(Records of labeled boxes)
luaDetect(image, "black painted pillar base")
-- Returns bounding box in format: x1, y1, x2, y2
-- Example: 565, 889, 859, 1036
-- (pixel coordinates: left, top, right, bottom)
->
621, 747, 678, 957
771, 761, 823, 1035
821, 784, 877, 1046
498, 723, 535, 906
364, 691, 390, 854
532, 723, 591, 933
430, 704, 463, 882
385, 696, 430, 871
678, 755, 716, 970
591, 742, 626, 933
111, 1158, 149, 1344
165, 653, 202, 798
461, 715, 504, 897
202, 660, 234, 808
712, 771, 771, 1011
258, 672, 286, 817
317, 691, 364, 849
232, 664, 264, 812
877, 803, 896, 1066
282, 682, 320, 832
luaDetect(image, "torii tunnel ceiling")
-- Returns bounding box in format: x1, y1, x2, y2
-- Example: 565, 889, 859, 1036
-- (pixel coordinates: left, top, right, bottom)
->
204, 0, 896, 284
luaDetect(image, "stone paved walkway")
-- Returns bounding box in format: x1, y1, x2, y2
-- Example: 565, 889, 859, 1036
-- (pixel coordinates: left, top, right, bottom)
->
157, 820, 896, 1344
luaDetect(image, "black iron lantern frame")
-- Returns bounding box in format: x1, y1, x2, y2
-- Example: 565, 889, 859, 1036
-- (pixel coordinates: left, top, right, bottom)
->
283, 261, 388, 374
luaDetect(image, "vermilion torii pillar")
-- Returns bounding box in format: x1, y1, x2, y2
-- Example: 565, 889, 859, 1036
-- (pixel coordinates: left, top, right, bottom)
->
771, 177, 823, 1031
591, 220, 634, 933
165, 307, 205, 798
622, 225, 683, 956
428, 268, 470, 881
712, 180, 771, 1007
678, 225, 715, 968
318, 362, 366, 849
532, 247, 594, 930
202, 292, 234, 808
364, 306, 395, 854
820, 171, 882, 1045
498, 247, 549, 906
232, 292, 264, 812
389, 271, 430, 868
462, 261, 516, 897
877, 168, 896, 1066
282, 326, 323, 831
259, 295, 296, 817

» Goal of the exercise
Scale everything from the start of the entries down to the line that contains "282, 682, 320, 832", both ends included, and write all those lines out again with the requests left as they are. In the answers, multiply each box coordinate by 1.45 and round to whole numbers, with halves going up.

» Problem solution
luaDetect(image, "black painted pillar base")
-- Returns bounding box in format: x1, y1, x2, y2
-- Example: 565, 889, 859, 1036
-- (pixel coordinates: left, top, right, bottom)
->
900, 1083, 983, 1388
1118, 1103, 1193, 1501
1190, 1137, 1272, 1517
722, 1048, 776, 1314
528, 1002, 566, 1238
771, 1048, 857, 1353
624, 1021, 671, 1279
558, 1009, 624, 1263
983, 1095, 1038, 1407
857, 1076, 908, 1353
161, 1679, 216, 1949
239, 947, 293, 1157
668, 1037, 731, 1301
293, 957, 339, 1172
1032, 1118, 1118, 1466
374, 974, 415, 1185
460, 1002, 528, 1231
336, 963, 383, 1177
1272, 1164, 1299, 1546
409, 989, 464, 1206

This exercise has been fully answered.